(Records from a data collection)
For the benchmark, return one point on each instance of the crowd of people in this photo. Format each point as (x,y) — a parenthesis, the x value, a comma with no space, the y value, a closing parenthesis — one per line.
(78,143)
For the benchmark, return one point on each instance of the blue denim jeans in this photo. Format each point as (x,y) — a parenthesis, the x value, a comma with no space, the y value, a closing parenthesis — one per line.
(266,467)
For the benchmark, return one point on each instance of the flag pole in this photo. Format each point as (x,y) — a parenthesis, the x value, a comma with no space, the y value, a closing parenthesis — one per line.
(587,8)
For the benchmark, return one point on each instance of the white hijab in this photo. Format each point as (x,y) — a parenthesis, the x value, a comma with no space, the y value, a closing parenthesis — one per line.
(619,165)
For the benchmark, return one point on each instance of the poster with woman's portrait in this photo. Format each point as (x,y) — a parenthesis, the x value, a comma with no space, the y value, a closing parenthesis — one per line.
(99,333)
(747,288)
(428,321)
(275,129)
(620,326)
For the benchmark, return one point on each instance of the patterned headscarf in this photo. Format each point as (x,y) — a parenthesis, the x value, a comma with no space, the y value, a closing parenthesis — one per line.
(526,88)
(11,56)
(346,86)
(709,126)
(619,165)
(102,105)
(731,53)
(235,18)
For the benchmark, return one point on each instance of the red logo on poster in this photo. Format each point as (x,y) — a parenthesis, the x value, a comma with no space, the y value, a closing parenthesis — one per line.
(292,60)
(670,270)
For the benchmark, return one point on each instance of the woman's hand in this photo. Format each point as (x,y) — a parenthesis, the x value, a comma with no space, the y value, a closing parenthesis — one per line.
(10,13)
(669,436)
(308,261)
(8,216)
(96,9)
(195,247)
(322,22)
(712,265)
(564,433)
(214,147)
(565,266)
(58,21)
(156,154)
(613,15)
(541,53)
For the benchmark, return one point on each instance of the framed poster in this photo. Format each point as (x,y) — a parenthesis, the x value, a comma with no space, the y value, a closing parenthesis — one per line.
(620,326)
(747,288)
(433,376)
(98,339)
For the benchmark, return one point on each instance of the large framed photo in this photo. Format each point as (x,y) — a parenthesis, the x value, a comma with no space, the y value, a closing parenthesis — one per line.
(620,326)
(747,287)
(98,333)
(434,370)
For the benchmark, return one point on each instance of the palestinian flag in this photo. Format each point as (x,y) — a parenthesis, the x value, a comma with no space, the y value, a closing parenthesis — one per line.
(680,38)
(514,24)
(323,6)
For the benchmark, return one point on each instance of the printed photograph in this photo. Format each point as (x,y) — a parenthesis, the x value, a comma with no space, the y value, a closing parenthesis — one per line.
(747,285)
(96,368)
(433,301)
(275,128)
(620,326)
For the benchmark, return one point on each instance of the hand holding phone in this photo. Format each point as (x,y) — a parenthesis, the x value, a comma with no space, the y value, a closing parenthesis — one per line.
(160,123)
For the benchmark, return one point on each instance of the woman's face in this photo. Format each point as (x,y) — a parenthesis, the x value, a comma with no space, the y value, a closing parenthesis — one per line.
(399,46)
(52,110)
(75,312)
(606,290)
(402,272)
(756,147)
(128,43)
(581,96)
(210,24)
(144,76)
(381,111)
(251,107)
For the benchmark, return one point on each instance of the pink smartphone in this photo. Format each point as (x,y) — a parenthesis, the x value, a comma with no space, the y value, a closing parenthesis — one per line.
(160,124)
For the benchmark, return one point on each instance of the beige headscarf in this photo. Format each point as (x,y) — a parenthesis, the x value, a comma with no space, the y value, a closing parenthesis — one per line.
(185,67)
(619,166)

> **Work to be completed**: Render all of the lines above as a JSON list of strings, with one string per line and no blank lines.

> **Response to this exercise**:
[
  "For the benchmark, return one point on each instance of the crowd of people in this photo. Format each point as (x,y) — a parenthesis, the x value, a comma with no space, the y value, a closing parenthesis — one per line.",
  "(78,143)",
  "For the benchmark, return one point on each instance of the blue denim jeans in this photo. Format each point as (x,y) — a parenthesis, the x value, a comma with no space, the y value, a closing parenthesis — one per line.",
  "(266,467)",
  "For the benchmark, return one point on each instance of the flag pole in this photo. Format each point as (x,y) — a parenthesis, the x value, a comma with no space, the y value, a closing parenthesis — one per line.",
  "(587,8)",
  "For the benchmark, return one point on each instance of the white hijab in this photo. Format each point as (x,y) — a parenthesis, the x value, a comma with no space, the y value, a closing parenthesis — one per line.",
  "(619,165)",
  "For the benchmark, return one point on each instance of the poster with woman's portrait in this photo. Format each point as (x,y) — a parenthesis, the x value, a comma with no space, the y value, a closing parenthesis — one per line.",
  "(99,333)",
  "(747,288)",
  "(428,321)",
  "(275,129)",
  "(620,326)",
  "For the benchmark, return one point on each instance of the patterned headscarf in this photo. Format each point as (x,y) — a parenthesis, the x value, a comma with no space, the y value, a closing parenthesis — one per line.",
  "(526,88)",
  "(11,56)",
  "(346,86)",
  "(709,126)",
  "(619,165)",
  "(102,105)",
  "(731,53)",
  "(235,18)",
  "For the benchmark, return one point on each instance of the red logo on poster in this photo. Format each point as (x,y) — a parenthesis, the x value, a comma with no space, the y value, a closing parenthesis — one per line.",
  "(292,60)",
  "(670,270)",
  "For the benchmark, return one point on each instance of the woman's hand in this photo. Format each point as (x,y) — a parenthesis, the x value, a comma with no space, the y value, a closing parenthesis — one per line.",
  "(10,13)",
  "(669,436)",
  "(308,261)",
  "(8,216)",
  "(96,9)",
  "(195,247)",
  "(322,22)",
  "(712,265)",
  "(564,433)",
  "(214,147)",
  "(565,266)",
  "(58,21)",
  "(156,154)",
  "(613,15)",
  "(541,53)",
  "For the benchmark, return one point on each instance of the framed poster in this photo. Format each point as (x,y) — a parenthesis, the x value, a comma with no space, the y value, a closing parenthesis — one per line.",
  "(620,326)",
  "(747,288)",
  "(433,376)",
  "(98,339)",
  "For the benchmark, return one point on each instance of the large framed photo in this photo. Format each point as (x,y) — a parenthesis, the x value, a comma with no space, the y value, a closing parenthesis — one per line.",
  "(620,326)",
  "(747,287)",
  "(98,333)",
  "(434,370)",
  "For the benchmark, return one point on each instance of the palestinian flag in this photo. Format each point as (x,y) — a parenthesis, the x value, a comma with no space, the y value, a closing parenthesis — one per line.",
  "(680,38)",
  "(514,24)",
  "(323,6)",
  "For the benchmark, return one point on each instance of the printed photograph in this photo. Format each point as (x,y) — a parenthesis, the x value, a comma with no space, the y value, a closing parenthesis — one per line.",
  "(747,285)",
  "(96,368)",
  "(433,301)",
  "(275,128)",
  "(620,326)",
  "For the benchmark, return one point on each instance of the hand holding phone in this photo. Format each point as (x,y) — a parenthesis, the x value, a comma with no space, the y value, a closing parenthesis — one per line.",
  "(160,123)",
  "For the benchmark, return one point on each instance of the woman's face in this photo. Format each point as (x,y) — a parenthesis, the x value, a comma with no space, the y value, a closing parenthesis — one per line.",
  "(399,46)",
  "(52,110)",
  "(75,312)",
  "(606,290)",
  "(402,272)",
  "(756,147)",
  "(128,43)",
  "(581,96)",
  "(210,24)",
  "(144,76)",
  "(381,111)",
  "(251,107)",
  "For the benchmark, return one point on each instance of the pink smartphone in this photo. Format each point as (x,y) — a parenthesis, the x value, a comma with no space, the y value, a closing parenthesis — one per line.",
  "(160,124)",
  "For the benchmark, return one point on each instance of the beige headscarf in this photo. Format each point as (x,y) — a parenthesis, the x value, a comma with no space, the y value, a closing parenthesis — one per line.",
  "(185,67)",
  "(619,166)"
]